+++ SELECTED EXCERPT

Again and again throughout my last week at site, I told people: “It’s not just goodbye, it’s see you later.”  And as I am returning to Indonesia again, I know that I will see many of the wonderful people from that side of the globe again, and I do hope that I will cross paths in the future with the ETAs I have come to love.

But I will never again live in Gorontalo as the ETA at MAN Model.  That chapter of my life is over, and a new chapter is beginning.  The people and places will carry over—if not in my actual everyday existence, then in the cornerstones of my heart—because though this may be a new chapter, but it is still the same story.  But they will take on a new role, as the plot twists into a new shape.

I am sad and excited to turn the page.  I will miss the tale this chapter told.  I can’t wait to see what the next chapter brings.

The Streets of Gorontalo

Last week, I taught my final classes, something I will write about eventually, but not just yet.  This means my students are testing this week, and so after almost nine months of constantly working on various projects for school, I find myself with something like free time.  I still have several projects to put the finishing touches on, and plans to solidify in order to properly say goodbye to everyone here (I’m having a party at my house, and my school is planning an event at which I may even be expected to sing in front of the whole school, so there is still plenty to do for all of that).  Still, with no classes to attend and plan for, I’m much less crazy-busy than I have been.

++++++
+++ MATERIAL

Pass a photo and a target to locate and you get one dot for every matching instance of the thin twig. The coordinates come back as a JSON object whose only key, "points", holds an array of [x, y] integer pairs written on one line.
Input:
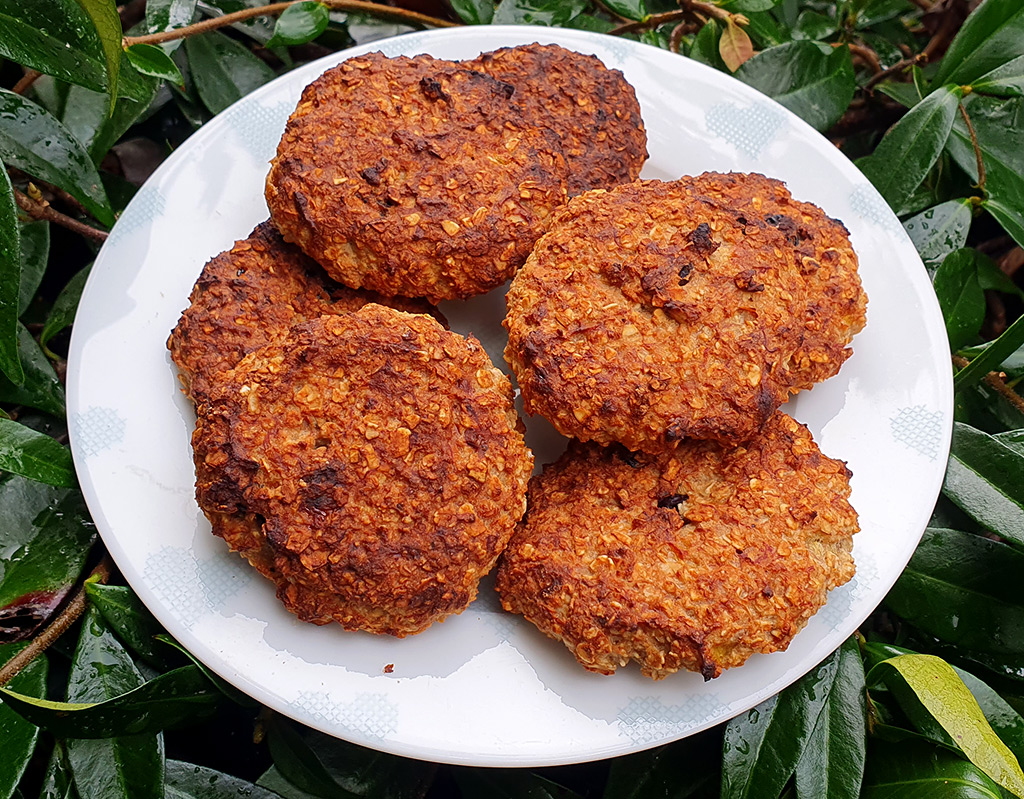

++++++

> WRITTEN TASK:
In the excerpt about leaving Gorontalo, at which school did the writer serve as the ETA? The listing is material separate from the excerpt about leaving Gorontalo.

> COMPLETE OUTPUT:
MAN Model